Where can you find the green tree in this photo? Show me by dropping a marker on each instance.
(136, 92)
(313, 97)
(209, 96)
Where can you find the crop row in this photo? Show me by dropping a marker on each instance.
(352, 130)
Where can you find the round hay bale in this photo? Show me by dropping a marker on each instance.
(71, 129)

**Task to complete:** All of the records above should be transcribed exactly.

**Task result:**
Where can you find the green tree in this photo? Show me by dropping a marker on each instance.
(136, 92)
(313, 97)
(209, 96)
Where can you find the crop row in this photo? Show me by dropping a marker on each instance.
(352, 130)
Where can you find the round hay bale in this photo? Show me by dropping a marker on each instance.
(71, 129)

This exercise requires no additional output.